● **Passage to read**
╭──
Equations and inequalities with parameters

9000104307

Level: 
B
Assuming \(a\in \left (0;2\right )\), solve the following inequality. \[ a\left (a - 2\right )x > 1 \]
\(\left (-\infty ; \frac{1} {a\left (a-2\right )}\right )\)
\(\left ( \frac{1} {a\left (a-2\right )};\infty \right )\)
\(\emptyset \)
\(\left \{ \frac{1} {a\left (a-2\right )}\right \}\)

9000104310

Level: 
B
Assuming \(a\in \left (0;1\right )\), solve the following inequality. \[ 2a\left (1 - a\right )x > 3 \]
\(\left ( \frac{3} {2a\left (1-a\right )};\infty \right )\)
╰──
● **Aim 1**
Answer these questions from the page on inequalities with parameters:
(a) For exercise 9000104307, what interval is a assumed to lie in?
(b) What inequality is given in exercise 9000104310?
(c) What level is listed for exercise 9000104310?
● **Aim 2**
Using the page on inequalities with parameters, decide whether each statement agrees with it. Answer yes or no, quoting the words that decide it.
(a) The page heading mentions equations as well as inequalities.
(b) Exercise 9000104310 asks the reader to solve an equation.
(c) Exercise 9000104310 assumes a lies in the interval (0;1).
● **Aim 3**
On the page on inequalities with parameters, shorten the instruction in exercise 9000104307 that begins "Assuming", keeping its condition on a and its inequality.
The data after this point have no connection to the page on inequalities with parameters.

● **Data excerpt**
╭──
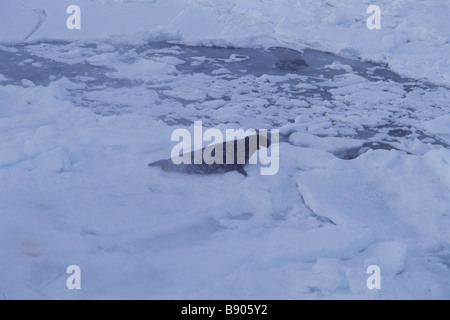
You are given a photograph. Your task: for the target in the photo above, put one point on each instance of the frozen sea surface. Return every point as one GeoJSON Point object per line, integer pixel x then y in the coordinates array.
{"type": "Point", "coordinates": [364, 174]}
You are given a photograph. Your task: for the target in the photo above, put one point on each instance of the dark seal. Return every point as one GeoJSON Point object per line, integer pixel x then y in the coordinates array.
╰──
● **Correct result 1**
(a) The interval (0;2)
(b) 2a(1 − a)x > 3
(c) Level B

● **Correct result 2**
(a) Yes: "Equations and inequalities with parameters"
(b) No: "solve the following inequality."
(c) Yes: "Assuming \(a\in \left (0;1\right )\)"

● **Correct result 3**
For a between 0 and 2, solve a(a − 2)x > 1.